Brano proposto:
******

Tra Veneto e Trentino ci sono circa un migliaio di sale giochi, bingo e slot, ormai chiuse da quasi sei mesi, per effetto delle normative anti-covid, senza alcuna prospettiva di riapertura a breve. Gli addetti coinvolti, che stanno rischiando il loro posto di lavoro, sono oltre 3mila, (120mila a livello nazionale).
E, al di là dello stigma sociale per un settore generalmente associato solo a concetti negativi come “perditempo” e ludopatie, anche dietro a queste realtà, ci sono famiglie in difficoltà, tra titolari e dipendenti, i cui risparmi sono ormai agli sgoccioli e che cominciano a ricevere lettere di sfratto per i locali commerciali, che avevano in affitto da anni.
Come per tanti altri esercizi, durante la breve riapertura di giugno, tutti i locali si erano adeguati alle normative, investendo in divisori in plexiglas, disinfettanti e continui interventi di disinfezione, ma invano, vista la richiusura, anche se, come ci tiene a sottolineare Sisal, “nessun focolaio sarebbe mai stato registrato all’interno delle sale da gioco”.
Oltretutto, durante il lockdown, a fronte di una contrazione del gioco legale, c’è stata un’esplosione di quello illegale, con tutto quello che ciò comporta.
Ora anche nel Veneziano la tensione tra i lavoratori del settore sta iniziando a montare, in considerazione della mancanza di date certe sulle riaperture, ma anche alla luce del confronto con quello che sta avvenendo in altri Paesi europei, dove il numero di giornate di chiusura è stato molto inferiore a quello italiano.
Chi guadagnava mediamente 1500 euro al mese, adesso con la cassa integrazione ne prende 600 e, come spiega uno dei titolari di Portogruaro, Massimo Petracca, “nel 2010, l’avviamento della mia sala è costato quasi un milione di euro e, nel periodo di riapertura, arrivavo a spendere oltre mille euro al mese di disinfettanti, potendo accogliere solo cinque persone alla volta, nonostante i 200 metri quadrati. Nel 2019, ho versato allo Stato quasi un milione di euro”.
Così mentre le sale legali sono chiuse da mesi, sembra stiano proliferando bische illegali, dove certamente non vengono rispettate le norme anti-covid.

******

Voci del dataset:
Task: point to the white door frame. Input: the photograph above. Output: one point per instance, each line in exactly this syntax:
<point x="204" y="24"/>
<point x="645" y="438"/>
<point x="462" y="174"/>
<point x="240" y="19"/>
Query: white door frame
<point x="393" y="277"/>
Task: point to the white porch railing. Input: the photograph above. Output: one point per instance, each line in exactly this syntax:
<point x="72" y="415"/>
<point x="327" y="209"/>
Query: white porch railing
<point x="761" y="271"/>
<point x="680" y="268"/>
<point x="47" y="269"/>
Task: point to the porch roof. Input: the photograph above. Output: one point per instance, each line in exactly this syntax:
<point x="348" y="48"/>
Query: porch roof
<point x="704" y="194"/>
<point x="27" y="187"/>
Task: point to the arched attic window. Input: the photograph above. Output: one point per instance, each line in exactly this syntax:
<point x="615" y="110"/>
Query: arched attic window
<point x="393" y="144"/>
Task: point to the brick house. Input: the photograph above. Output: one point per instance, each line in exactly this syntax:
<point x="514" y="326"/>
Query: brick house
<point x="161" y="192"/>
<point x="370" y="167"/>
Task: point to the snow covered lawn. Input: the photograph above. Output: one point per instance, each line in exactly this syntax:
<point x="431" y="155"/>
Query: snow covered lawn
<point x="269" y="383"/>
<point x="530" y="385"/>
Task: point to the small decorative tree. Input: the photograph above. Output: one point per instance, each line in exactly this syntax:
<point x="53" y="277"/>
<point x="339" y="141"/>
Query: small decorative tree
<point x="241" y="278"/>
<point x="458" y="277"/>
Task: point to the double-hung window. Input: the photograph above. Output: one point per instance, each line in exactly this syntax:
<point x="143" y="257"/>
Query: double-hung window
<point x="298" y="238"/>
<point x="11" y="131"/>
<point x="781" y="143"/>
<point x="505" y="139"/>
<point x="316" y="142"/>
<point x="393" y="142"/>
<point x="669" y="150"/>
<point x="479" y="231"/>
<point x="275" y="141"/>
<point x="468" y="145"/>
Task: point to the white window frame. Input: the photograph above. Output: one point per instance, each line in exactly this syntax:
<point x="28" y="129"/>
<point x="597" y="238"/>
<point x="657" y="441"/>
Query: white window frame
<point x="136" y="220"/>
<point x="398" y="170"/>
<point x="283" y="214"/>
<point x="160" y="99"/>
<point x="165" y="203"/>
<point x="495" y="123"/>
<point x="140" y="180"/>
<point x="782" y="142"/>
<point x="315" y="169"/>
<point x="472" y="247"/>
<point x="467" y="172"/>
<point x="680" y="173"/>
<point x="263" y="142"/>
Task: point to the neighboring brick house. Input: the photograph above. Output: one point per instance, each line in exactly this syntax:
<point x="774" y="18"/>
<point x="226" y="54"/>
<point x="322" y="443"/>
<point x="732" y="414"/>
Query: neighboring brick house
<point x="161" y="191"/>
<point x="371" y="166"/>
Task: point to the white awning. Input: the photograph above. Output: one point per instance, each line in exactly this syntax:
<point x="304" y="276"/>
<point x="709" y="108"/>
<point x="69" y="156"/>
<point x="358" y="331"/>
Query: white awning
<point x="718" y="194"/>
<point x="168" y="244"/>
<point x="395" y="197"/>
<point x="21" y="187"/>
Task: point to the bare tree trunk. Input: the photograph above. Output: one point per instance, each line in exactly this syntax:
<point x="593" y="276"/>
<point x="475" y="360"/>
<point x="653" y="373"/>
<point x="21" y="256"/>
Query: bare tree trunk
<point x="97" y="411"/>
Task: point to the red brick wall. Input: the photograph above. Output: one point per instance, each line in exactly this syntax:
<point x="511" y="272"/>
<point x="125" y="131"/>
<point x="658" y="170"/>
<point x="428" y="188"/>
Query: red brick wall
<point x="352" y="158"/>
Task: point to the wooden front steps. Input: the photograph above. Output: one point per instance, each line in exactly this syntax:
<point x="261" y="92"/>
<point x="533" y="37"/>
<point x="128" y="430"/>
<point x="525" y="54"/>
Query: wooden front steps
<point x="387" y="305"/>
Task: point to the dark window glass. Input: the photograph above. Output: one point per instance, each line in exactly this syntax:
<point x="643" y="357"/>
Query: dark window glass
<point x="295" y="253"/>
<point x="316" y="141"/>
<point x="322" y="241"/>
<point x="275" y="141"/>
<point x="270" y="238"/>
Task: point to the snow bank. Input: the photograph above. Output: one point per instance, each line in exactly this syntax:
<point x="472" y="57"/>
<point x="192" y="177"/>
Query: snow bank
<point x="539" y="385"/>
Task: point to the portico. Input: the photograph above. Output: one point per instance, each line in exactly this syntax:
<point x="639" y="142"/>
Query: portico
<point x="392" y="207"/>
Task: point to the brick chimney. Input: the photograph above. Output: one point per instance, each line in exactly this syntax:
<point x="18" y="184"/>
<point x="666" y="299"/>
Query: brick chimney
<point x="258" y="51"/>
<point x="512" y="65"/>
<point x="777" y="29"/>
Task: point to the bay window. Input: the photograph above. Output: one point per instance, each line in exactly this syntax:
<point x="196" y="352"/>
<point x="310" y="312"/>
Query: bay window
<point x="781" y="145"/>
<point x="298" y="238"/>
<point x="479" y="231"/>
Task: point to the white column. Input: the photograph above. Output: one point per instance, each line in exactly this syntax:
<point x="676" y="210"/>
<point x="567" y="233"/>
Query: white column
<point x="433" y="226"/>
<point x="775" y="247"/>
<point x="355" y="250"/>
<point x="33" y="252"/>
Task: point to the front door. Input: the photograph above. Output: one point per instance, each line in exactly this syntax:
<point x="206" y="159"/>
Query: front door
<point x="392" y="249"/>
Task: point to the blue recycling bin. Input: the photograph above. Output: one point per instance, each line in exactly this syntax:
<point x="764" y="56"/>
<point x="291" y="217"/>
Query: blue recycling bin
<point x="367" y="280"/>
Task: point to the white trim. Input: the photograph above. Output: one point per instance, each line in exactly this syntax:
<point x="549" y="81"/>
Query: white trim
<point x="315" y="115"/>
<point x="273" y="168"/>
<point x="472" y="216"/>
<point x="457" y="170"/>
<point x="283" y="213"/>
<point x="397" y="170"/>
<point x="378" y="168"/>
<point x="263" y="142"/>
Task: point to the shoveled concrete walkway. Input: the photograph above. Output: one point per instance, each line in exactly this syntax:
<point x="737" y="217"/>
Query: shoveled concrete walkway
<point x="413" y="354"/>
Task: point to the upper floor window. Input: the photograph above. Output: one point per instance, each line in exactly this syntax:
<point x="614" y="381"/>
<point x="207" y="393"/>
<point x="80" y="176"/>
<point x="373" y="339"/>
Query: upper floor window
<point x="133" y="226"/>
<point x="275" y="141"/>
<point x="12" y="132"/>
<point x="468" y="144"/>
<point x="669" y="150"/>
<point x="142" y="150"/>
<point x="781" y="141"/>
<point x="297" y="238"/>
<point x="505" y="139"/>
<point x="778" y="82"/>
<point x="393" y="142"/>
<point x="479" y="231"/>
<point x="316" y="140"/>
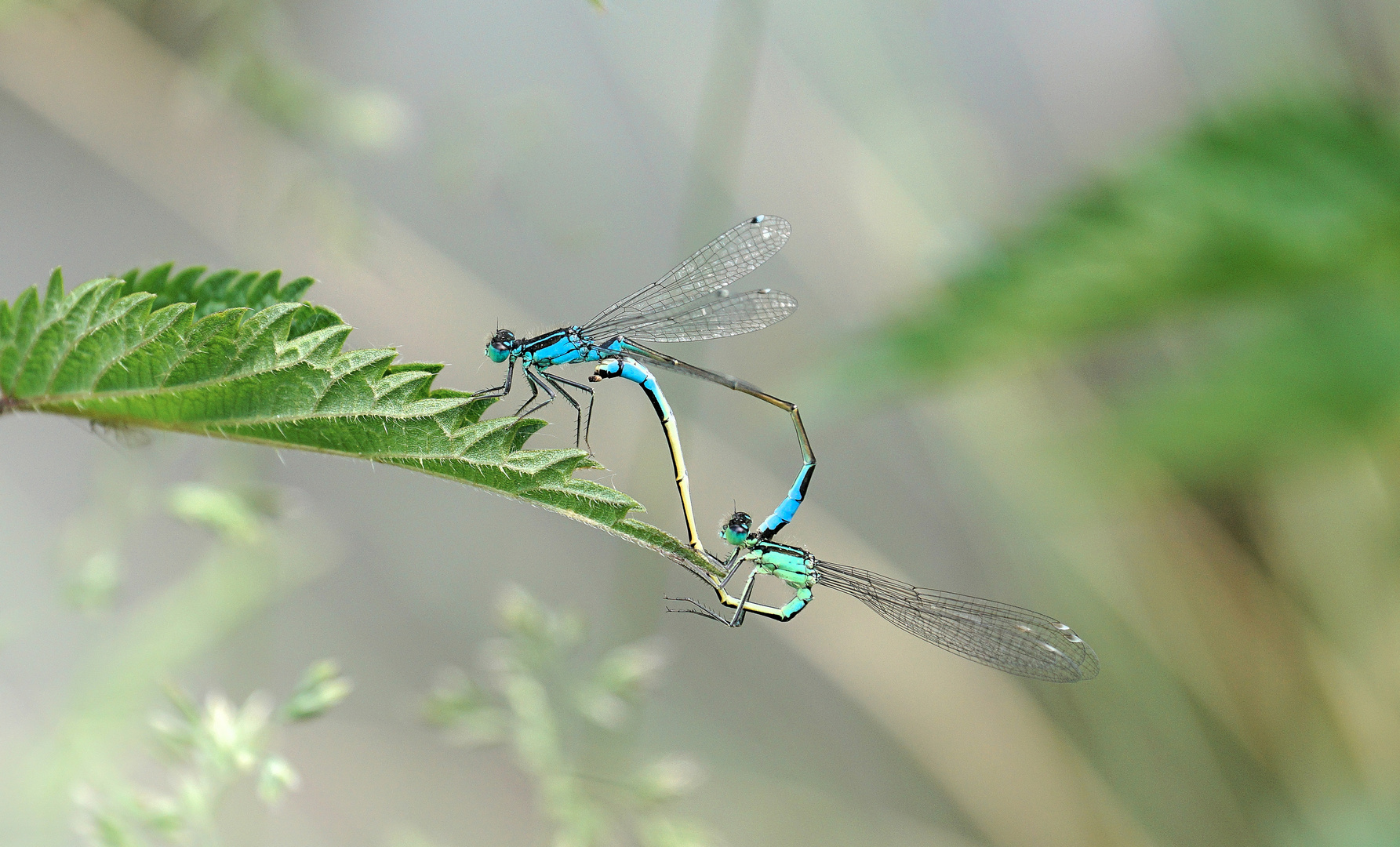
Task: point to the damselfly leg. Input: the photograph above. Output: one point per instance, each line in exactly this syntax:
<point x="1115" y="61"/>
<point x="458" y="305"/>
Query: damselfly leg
<point x="579" y="427"/>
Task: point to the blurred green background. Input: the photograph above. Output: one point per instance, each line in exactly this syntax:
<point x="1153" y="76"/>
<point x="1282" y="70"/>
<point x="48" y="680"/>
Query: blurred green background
<point x="1100" y="315"/>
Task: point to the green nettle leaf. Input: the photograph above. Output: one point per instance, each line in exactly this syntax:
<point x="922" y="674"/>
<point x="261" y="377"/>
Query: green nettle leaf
<point x="1234" y="294"/>
<point x="238" y="356"/>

******

Prova tu: Indica, in base al brano proposto, quanto prende ora con la cassa integrazione chi guadagnava mediamente 1500 euro al mese.

Esercizio svolto: Ne prende 600.